**TASK TO COMPLETE**
In your copy of the listing below, reproduce each word exactly and include no pictures.

**SOURCE MATERIAL**
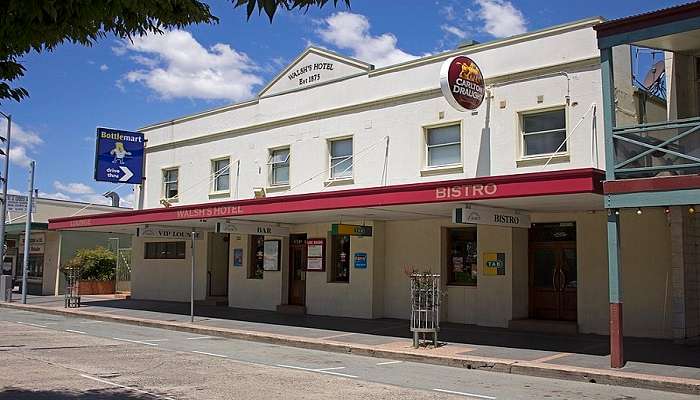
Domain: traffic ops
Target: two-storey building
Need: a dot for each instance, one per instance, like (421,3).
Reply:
(321,193)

**ANSWER SECTION**
Domain: traffic ops
Target: two-storey building
Need: a dot for each instance, one per instance, like (421,3).
Reply:
(321,193)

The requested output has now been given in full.